* START *
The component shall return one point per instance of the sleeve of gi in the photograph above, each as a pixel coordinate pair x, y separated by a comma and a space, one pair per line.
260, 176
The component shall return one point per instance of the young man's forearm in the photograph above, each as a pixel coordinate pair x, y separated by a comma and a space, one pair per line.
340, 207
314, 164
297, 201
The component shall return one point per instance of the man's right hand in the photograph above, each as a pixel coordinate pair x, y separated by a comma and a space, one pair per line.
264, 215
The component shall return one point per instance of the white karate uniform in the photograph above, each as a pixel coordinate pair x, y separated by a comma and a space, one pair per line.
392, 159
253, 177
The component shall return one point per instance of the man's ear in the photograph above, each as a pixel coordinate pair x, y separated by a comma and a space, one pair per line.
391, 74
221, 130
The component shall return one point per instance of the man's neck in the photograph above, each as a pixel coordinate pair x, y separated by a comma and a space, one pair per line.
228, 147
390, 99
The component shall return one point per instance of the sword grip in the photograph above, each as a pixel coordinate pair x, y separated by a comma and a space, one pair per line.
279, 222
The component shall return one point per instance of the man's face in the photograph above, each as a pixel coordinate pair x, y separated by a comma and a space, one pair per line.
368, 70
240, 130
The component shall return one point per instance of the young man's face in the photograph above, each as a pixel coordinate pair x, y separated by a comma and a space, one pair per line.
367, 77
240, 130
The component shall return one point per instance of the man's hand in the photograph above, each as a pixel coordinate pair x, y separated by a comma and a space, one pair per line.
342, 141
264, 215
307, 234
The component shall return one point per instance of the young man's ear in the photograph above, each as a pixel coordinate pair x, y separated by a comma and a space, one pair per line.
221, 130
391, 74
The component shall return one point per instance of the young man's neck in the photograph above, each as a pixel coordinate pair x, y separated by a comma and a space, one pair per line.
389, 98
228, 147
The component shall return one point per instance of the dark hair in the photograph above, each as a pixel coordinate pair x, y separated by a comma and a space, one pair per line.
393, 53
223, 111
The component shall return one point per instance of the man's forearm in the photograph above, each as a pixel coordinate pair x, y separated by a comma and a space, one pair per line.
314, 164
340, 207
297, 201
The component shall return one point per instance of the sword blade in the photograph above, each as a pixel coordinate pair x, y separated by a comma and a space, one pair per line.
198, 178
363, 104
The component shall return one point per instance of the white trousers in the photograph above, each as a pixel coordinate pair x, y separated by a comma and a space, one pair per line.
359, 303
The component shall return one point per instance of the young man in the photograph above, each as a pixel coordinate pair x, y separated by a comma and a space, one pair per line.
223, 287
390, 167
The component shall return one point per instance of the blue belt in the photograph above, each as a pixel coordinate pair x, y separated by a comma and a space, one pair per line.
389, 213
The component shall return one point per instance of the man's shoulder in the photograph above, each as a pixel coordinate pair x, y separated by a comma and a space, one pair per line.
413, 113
* END *
§ What you are asked to do:
Copy out the full material exactly as it appears.

§ Solution to the problem:
The component shall return one point per instance of the sleeve of gi in the photograph above, each as a pixel coordinate pair x, y separated by a comma and a space, one pair per line.
260, 176
The component shall return one point per instance of the young man's forearm in the photograph above, each as a pixel coordinate pair x, y separated by a comma and a space, one pair per line.
340, 207
314, 164
297, 201
The component shall return one point per instance of the man's right hand in the photograph above, each as a pixel coordinate pair x, y separated by a comma and a space, one pair per line.
264, 215
The component shall return one point per instance of the white karate uniform in the photograph above, each as a pixel coordinate pair x, y separated by a comma and a space, one pair per line.
392, 159
253, 177
The component shall return one point per instance of the man's ear in the photograph above, each as a pixel coordinate pair x, y separated by a comma and a space, one pair per line.
391, 74
221, 130
The component shall return one point per instance of the man's neck in the photograph above, each as a pixel coordinate pair x, y separated by a comma and a space, one pair per line.
228, 147
390, 99
The component shall return one point per instance of the sword grip in the photograph above, each as a pixel coordinate pair x, y separated by a comma and a space, one pair per line.
279, 222
The component shall return one point per instance of the man's face in the photograph above, each as a pixel coordinate pair x, y separated by a comma and a space, one pair per line.
368, 70
240, 130
The component shall return one point per instance of the young man's face in the photograph above, each as a pixel coordinate pair x, y separated by a comma and a space, one pair per line.
367, 77
240, 130
The component shall return one point per instance of the man's hand in the photograph above, each as a pixel coordinate pair x, y separated by a comma and a space, one pair per line.
342, 141
264, 215
307, 234
The component shall return one point per instance of the young man's ear in the photograph above, each as a pixel coordinate pair x, y separated by a comma and a space, one pair per line.
221, 130
391, 74
The component shall return one point per instance of the young man's neck in the photograph above, each as a pixel coordinate pair x, y separated by a comma and a space, one pair per line.
389, 98
228, 147
The component shall return one point per instance of the dark hair in the photograph above, each as a pixel coordinate pair x, y separated by a comma and a space, one pair per line.
393, 53
223, 111
The component shall return one point per instance of the man's forearm in the photograph above, each as a pixel coordinate pair x, y separated by a comma and a space, one pair per line.
314, 164
340, 207
297, 201
The component shall return one point per instance of the sword blade in the photograph above, each as a pixel coordinate pair x, y separated by a comma and a space, one pair per line.
198, 178
363, 104
The component shall return one point per instance of the white trousers in the photograph above, each as a pixel coordinate pair x, y separated by a comma and a space, one pair per line.
359, 303
The component shall return one point per instance of the young man in the photograph above, each as a pixel coordinate pair x, y separated by a comma and a space, one pair per line.
223, 287
390, 167
The component shall return one point per instance of the blue belt in the photograph above, each as a pixel coordinate pair x, y separated by a comma and a space, one pair per line.
389, 213
The component shall return one point per instance of the man's shoulder in the photograph above, each as a pixel coordinate pair x, y separated by a comma and a space, one pair per line.
413, 113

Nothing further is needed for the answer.